[Rows from a pointing dataset]
::::

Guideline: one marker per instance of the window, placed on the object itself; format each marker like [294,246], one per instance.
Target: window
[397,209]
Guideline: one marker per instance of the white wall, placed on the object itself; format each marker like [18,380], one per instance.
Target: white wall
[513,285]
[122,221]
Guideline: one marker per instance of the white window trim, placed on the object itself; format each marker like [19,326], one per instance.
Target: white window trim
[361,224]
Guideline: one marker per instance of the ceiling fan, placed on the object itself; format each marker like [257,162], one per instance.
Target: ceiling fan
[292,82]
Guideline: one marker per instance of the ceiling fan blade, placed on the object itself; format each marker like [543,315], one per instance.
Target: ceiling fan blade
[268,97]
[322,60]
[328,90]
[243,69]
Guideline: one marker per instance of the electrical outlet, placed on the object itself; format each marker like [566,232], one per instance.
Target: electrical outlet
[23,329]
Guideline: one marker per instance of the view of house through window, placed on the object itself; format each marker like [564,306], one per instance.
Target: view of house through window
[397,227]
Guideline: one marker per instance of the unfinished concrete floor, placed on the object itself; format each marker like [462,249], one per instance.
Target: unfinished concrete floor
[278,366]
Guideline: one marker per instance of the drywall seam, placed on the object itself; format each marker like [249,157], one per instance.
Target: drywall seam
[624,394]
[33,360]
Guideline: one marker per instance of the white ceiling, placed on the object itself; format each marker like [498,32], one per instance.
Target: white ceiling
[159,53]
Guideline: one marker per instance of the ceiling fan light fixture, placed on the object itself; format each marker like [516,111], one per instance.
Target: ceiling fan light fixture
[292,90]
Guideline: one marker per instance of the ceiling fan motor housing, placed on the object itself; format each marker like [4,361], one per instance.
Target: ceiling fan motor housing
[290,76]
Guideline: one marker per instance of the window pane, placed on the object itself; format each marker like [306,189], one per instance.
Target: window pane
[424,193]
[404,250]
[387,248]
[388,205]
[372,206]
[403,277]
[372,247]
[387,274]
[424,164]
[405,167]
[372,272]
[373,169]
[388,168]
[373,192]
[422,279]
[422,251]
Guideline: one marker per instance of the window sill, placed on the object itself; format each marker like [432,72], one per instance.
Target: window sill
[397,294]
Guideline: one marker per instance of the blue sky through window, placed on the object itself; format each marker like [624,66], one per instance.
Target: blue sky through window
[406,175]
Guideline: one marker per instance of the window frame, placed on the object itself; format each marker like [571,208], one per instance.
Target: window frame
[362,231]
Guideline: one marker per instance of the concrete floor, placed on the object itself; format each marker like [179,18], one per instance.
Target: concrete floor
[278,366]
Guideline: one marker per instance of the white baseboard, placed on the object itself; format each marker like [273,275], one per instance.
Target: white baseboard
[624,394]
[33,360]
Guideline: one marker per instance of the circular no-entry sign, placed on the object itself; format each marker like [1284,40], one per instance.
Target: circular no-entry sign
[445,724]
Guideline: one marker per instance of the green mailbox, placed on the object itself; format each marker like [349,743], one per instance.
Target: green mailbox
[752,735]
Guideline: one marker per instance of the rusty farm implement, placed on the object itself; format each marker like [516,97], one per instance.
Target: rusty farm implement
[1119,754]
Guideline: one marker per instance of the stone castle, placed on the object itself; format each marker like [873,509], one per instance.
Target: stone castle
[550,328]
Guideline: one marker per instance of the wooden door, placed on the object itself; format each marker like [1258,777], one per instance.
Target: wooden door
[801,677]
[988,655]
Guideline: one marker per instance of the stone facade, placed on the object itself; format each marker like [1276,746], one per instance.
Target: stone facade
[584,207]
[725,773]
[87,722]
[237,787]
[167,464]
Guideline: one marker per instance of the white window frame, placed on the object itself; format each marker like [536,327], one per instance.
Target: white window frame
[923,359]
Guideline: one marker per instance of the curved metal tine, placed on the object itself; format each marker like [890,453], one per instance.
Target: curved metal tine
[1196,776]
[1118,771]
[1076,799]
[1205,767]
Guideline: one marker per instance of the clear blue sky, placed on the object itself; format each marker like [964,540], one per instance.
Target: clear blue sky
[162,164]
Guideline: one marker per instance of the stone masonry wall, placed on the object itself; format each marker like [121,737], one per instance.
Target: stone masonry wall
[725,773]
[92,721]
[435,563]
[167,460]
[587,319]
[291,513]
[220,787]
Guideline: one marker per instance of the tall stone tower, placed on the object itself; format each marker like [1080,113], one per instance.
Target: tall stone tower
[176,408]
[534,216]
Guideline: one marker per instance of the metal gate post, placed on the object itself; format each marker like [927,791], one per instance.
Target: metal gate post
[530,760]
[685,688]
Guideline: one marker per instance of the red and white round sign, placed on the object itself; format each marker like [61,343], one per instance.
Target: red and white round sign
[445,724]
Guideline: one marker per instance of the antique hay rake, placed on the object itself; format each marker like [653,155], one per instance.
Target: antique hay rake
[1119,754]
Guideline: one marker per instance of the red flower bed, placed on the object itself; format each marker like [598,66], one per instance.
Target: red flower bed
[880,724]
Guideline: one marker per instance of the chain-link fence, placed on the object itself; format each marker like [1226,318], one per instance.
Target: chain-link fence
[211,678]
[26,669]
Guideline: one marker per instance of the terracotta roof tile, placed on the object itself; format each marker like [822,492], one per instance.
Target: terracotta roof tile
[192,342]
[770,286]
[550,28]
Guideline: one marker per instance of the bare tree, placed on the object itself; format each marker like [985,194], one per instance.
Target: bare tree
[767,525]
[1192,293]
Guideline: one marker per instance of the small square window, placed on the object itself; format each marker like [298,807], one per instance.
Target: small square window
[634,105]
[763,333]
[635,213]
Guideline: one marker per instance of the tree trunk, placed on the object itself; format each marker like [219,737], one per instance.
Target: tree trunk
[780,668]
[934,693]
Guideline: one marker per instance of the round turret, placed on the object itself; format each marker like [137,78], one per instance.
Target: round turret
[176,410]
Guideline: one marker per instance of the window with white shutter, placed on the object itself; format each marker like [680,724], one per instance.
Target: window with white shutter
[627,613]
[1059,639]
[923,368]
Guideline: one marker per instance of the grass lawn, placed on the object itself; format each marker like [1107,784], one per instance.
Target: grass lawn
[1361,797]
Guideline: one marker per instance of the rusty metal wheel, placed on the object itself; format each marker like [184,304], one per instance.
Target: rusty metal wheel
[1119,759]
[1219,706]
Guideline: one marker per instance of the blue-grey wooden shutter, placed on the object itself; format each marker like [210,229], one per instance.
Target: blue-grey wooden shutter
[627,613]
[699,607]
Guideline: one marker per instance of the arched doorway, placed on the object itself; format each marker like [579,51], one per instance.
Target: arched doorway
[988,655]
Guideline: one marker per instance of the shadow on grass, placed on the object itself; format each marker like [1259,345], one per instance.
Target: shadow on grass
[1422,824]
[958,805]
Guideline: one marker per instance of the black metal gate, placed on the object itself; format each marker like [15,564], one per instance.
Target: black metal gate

::::

**Work required**
Scale the records above from the line containing "Guideline: one marker per instance of the window with" through the end of the records, giving every line again with the requests included. Multiply each point coordinate in the answers by 0.75 and round to whole numbers, halves up, leaving the requests and their format samples unchanged.

**Response**
Guideline: one marker per instance of the window with white shutter, placed on the object itself; format each marker like [680,724], one per instance.
Target: window with white shutter
[470,460]
[794,479]
[692,276]
Guideline: one marker per instance of the grass lawn, placed on the object itself; format each marker like [1107,784], one per instance.
Target: grass lawn
[1021,598]
Guideline: one marker per instance of the rusty metal wheel, placed on the object itself; format each marker like [184,304], one per instance.
Target: rusty metal wheel
[839,569]
[914,530]
Guideline: one marker per instance of the blue-grey wooden shutter, placed on the object itself; format each marker like [210,229], one per instance.
Target: blue-grey wooden shutter
[470,460]
[524,455]
Guideline: one marker per instance of the arched doorway, placed on the object itself; format each marker like [579,51], one per instance.
Target: arched doorway
[741,491]
Guideline: one marker per instance of the shadow on grass, placed on the object itself; format each marker like [1259,345], one per instance.
Target: shadow on grass
[1067,618]
[719,604]
Guideline: one marker per instance of the black metal gate, placed on the object itself; format each marker like [15,564], one per instance.
Target: black metal gate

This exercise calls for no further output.